■ Explore the material:
1/ Decide whether each statement below agrees with the model training overview, and answer yes or no. Support each answer with the deciding words of the overview, quoted exactly.
(a) Underfitting happens when a model learns the training data too well.
(b) High variance can cause an algorithm to model random noise in the training data.
(c) Decreasing the complexity of a model typically decreases its bias.
2/ Continue the model training overview, picking up after its final sentence about the bias-variance trade-off.

■ Document extract:
Model Training: Overview

Workflow

  1. Decide whether to train from scratch or fine-tune existing model
  2. Choose loss function
  3. Establish a simple baseline
  4. Experiment with simple models
  5. Switch to more complex models
  6. Use an ensemble of models

Key Concepts

  • Curse of Dimensionality: As the number of features in a dataset increases, the volume of the feature space increases so fast that the available data becomes sparse. This makes it hard to have enough data to give meaningful results, leading to overfitting.
  • Overfitting and Underfitting: overfitting occurs when a model learns the training data too well and can’t generalise to unseen data, while underfitting happens when a model isn’t powerful enough to model the training data.

    Classification
    Regression
    Underfit
    Classification Underfit
    Regression Underfit
    Good Fit
    Classification Good Fit
    Regression Good Fit
    Overfit
    Classification Overfit
    Regression Overfit
  • Bias and Variance: Bias refers to the error introduced by approximating a real-world problem with a simplified model. High bias can cause an algorithm to miss relevant relations between features and target outputs (underfitting). Variance refers to the amount by which a model would change if estimated using a different training dataset. High variance can cause an algorithm to model random noise in the training data, not the intended outputs (overfitting).

    Low Bias
    High Bias
    Low Variance
    Low Bias, Low Variance
    High Bias, Low Variance
    High Variance
    Low Bias, High Variance
    High Bias, High Variance
  • Bias-Variance Trade-off: As you increase the complexity of your model, you will typically decrease bias but increase variance. On the other hand, if you decrease the complexity of your model, you increase bias and decrease variance.

■ Information supplied:
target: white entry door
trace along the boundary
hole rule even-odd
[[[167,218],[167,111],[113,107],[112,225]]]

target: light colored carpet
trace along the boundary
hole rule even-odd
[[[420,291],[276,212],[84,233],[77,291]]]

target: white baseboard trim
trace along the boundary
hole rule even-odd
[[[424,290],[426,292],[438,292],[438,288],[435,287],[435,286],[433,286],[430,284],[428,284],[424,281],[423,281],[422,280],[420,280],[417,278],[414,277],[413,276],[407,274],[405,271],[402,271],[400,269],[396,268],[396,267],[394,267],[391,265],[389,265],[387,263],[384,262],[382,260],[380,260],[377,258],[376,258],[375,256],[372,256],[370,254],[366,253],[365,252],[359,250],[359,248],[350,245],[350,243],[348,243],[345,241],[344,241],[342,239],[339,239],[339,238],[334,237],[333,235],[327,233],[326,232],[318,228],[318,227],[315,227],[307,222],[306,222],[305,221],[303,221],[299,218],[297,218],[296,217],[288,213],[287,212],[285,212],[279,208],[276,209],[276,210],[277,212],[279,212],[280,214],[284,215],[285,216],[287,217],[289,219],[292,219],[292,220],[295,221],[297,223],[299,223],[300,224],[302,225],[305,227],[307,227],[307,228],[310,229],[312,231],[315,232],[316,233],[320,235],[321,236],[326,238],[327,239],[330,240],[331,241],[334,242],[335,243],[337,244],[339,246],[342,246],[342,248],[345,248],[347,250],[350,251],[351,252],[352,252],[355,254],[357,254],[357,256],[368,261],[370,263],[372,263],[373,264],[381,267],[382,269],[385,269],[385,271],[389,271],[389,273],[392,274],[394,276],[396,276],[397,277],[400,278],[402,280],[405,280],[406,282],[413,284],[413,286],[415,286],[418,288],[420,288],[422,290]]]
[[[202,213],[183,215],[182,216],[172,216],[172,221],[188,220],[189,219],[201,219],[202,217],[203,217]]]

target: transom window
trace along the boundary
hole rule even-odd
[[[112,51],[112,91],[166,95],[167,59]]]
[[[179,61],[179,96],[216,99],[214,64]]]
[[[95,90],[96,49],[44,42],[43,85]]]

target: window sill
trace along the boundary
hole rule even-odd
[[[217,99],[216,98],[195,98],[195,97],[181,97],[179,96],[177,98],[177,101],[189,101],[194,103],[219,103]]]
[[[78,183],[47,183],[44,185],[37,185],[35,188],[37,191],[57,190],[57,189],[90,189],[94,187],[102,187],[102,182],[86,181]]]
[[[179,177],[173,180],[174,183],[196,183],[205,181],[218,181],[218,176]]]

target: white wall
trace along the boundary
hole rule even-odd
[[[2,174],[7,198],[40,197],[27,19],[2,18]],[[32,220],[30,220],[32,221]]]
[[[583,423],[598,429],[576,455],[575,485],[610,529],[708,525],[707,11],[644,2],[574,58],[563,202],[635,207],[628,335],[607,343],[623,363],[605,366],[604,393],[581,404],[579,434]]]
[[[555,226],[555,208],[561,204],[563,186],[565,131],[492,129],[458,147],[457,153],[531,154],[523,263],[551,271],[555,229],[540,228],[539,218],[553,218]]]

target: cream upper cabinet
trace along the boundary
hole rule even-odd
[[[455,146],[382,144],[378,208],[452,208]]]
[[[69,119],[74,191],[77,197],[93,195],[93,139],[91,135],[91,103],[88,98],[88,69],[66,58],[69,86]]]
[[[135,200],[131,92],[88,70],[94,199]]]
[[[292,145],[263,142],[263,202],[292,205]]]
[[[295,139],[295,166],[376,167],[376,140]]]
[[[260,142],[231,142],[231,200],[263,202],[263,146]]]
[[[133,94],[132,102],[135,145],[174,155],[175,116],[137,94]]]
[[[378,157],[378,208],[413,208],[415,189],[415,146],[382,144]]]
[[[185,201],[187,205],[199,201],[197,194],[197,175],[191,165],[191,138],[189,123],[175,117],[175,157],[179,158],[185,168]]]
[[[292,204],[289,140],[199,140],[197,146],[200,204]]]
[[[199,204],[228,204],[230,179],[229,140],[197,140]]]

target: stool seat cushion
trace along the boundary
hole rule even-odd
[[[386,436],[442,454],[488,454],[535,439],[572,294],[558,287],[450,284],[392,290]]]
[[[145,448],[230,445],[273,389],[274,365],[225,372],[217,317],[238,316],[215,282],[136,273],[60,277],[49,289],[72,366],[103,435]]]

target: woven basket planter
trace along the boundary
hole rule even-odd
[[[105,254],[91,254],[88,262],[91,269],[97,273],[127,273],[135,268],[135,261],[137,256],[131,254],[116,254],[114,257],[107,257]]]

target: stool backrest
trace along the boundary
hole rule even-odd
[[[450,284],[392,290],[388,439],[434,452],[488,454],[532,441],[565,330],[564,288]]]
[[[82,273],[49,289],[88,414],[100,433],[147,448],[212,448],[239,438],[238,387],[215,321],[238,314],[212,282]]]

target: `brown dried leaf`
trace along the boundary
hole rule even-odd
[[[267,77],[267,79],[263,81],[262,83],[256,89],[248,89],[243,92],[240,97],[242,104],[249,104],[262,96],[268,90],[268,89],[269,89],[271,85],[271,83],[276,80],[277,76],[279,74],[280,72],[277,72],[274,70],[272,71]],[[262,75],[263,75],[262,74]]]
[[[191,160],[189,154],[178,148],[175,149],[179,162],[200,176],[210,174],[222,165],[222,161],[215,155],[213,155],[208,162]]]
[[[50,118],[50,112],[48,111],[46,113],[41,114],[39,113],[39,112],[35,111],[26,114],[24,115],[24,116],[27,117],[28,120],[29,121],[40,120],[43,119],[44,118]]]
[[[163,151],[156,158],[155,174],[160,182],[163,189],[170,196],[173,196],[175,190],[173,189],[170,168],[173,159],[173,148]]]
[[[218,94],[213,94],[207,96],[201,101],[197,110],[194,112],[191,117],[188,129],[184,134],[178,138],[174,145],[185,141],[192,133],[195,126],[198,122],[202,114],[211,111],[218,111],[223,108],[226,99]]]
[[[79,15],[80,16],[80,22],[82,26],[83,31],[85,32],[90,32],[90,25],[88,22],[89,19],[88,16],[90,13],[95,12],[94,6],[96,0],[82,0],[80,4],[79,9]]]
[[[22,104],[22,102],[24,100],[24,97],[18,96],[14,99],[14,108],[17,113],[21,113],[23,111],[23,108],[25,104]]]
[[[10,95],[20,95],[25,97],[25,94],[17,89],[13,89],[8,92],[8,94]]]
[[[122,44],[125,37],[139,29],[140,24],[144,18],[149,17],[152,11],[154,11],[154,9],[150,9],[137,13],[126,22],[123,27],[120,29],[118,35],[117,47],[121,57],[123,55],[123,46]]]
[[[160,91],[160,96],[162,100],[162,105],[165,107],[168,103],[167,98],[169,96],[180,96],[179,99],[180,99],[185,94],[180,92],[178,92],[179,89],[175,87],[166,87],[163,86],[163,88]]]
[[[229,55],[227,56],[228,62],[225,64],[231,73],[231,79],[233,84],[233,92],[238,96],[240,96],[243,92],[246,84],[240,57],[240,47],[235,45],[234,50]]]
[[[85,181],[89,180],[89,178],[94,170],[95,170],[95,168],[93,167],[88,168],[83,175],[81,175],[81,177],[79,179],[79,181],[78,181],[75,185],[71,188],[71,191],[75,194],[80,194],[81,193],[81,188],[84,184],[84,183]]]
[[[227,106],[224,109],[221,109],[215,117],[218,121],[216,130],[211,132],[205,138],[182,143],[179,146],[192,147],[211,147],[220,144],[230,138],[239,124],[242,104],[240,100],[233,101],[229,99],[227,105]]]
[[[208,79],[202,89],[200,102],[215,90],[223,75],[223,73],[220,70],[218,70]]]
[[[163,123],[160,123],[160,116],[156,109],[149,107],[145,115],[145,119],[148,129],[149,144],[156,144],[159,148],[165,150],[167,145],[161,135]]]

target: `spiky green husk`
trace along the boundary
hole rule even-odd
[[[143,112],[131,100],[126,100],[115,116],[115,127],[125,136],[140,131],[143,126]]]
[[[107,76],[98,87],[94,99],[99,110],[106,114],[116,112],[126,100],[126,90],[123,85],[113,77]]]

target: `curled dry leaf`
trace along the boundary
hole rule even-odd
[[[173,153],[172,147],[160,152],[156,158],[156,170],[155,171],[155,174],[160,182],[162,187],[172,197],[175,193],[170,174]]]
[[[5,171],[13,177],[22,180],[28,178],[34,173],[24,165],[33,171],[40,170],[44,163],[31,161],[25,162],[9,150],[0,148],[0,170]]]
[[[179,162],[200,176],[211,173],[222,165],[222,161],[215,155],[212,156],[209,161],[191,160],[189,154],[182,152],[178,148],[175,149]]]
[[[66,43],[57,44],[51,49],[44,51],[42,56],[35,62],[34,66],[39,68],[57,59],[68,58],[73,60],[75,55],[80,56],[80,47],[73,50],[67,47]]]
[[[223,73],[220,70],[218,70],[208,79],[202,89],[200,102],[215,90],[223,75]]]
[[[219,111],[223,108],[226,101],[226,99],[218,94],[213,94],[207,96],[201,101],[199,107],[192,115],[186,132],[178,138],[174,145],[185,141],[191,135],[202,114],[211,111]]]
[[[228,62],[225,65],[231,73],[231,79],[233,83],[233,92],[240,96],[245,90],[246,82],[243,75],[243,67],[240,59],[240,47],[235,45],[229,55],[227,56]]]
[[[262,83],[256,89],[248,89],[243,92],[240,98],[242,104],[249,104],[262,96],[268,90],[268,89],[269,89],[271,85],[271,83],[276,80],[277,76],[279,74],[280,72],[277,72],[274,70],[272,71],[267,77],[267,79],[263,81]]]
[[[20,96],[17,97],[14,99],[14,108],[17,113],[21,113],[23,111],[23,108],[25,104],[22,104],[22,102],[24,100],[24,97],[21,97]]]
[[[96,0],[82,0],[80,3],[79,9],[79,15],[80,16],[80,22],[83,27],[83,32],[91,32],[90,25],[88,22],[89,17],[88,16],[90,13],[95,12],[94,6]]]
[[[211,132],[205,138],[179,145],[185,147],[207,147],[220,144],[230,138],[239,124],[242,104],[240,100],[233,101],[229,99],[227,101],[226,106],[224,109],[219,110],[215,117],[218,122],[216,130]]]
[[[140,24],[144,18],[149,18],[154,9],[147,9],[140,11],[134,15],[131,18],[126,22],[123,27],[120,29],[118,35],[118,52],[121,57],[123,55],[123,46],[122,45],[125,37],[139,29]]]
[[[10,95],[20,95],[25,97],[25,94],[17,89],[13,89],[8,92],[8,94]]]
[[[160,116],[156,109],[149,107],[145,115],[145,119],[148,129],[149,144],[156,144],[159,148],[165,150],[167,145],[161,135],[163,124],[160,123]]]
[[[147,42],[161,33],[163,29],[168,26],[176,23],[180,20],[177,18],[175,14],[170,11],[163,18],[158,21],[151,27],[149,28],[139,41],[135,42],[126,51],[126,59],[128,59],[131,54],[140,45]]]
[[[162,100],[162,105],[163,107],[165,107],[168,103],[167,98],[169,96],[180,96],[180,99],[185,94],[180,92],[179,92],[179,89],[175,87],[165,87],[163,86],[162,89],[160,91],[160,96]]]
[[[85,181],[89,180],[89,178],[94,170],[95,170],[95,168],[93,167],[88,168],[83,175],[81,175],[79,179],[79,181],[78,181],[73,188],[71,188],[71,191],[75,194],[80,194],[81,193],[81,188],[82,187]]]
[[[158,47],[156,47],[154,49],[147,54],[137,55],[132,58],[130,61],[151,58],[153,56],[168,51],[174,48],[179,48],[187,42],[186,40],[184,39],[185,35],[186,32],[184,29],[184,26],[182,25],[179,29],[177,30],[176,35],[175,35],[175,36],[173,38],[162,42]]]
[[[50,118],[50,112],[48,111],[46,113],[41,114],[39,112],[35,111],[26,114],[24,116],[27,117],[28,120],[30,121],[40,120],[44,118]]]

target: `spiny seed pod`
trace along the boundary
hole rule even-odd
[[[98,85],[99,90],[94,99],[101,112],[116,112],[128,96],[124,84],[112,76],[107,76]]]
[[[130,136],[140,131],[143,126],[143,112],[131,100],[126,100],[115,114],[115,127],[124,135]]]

■ Answers to the exercise:
1/
(a) No: "overfitting occurs when a model learns the training data too well and can’t generalise to unseen data"
(b) Yes: "High variance can cause an algorithm to model random noise in the training data, not the intended outputs (overfitting)."
(c) No: "if you decrease the complexity of your model, you increase bias and decrease variance."

2/
  • Vanishing/Exploding Gradients: When training a deep neural network, if the gradient values become very small, they get “squashed” due to the activation functions resulting in vanishing gradients. When these small values get multiplied during backpropagation they can become near zero, which results in a lack of updates to the network weights and the training stalling. On the other hand, if the gradients become too large, they “explode”, causing model weights to update too drastically and making model training unstable.
  • Universal Approximation Theorem: A neural network with a single hidden layer can approximate any continuous function for inputs within a specific range
  • Learning Curve: Model performance as a function of number of training examples, can be good for estimating if performance can be improved with more data

Debugging

  • Overfit model on a subset of data
  • Look out for exploding gradients (use gradient clipping)
  • Turn on detect_anomaly so that any backward computation that generates NaN will raise an error.

Performance Tuning45

  • Enable asynchronous data loading and augmentation using num_workers > 0 and pin_memory = True
  • Disable bias for convolutions before batch norms
  • Use learning rate scheduler
  • Use mixed precision
  • Accumulate gradients by running a few small batches before doing a backward pass
  • Saturate GPU by maxing-out batch size (downside: higher batch sizes may cause training to get stuck in local minima)
  • Use Distributed Data Parallel (DDP) for multi-GPU training
  • Clip gradients to avoid exploding gradients
  • Disable gradient calculation for val/test/predict

Hyperparameter Optimisation (HPO)

  • Grid search: exhaustively search within bounds
  • Random search: randomly search within bounds
  • Bayesian search: modeled as Gaussian process

Neural Architecture Search1 (NAS)

  • Search Space: set of operations, (e.g. convolutions, fully-connected layers, pooling, etc.) and how they can be connected
  • Search Strategy: random, reinforcement learning, evolution

Cross-validation3 (CV)

  • K-fold: divide samples into \(k\) folds; train model on \(k-1\) folds and evaluate using the left out fold
  • Leave One Out (LOO): train model on all samples except one and evaluate using the left out sample
  • Stratified K-fold: similar to K-fold, but each fold contains the same class balance as the full dataset
  • Group K-fold: similar to K-fold, but ensure that groups (samples from the same data source) do not span different folds
  • Time Series Split: to ensure only past observations are used to predict future observations, train model on first \(n\) folds and evaluate on the \(n+1\)-th fold

Model Training: PyTorch4

Optimisers

  • Adam
  • Momentum
  • RMSProp
  • Stochastic Gradient Descent (SGD)

Initialisations

  • Kaiming
  • Xavier

Regularisation

  • Augmentation
    • Image: random crop, saturation, flip, rotation, translation, perturb using random noise
    • Text: swap with synonyms, add degree adverbs, perturb with random word replacements
  • Data synthesis
    • Image: mixup (inputs and labels are linear combination of multiple classes)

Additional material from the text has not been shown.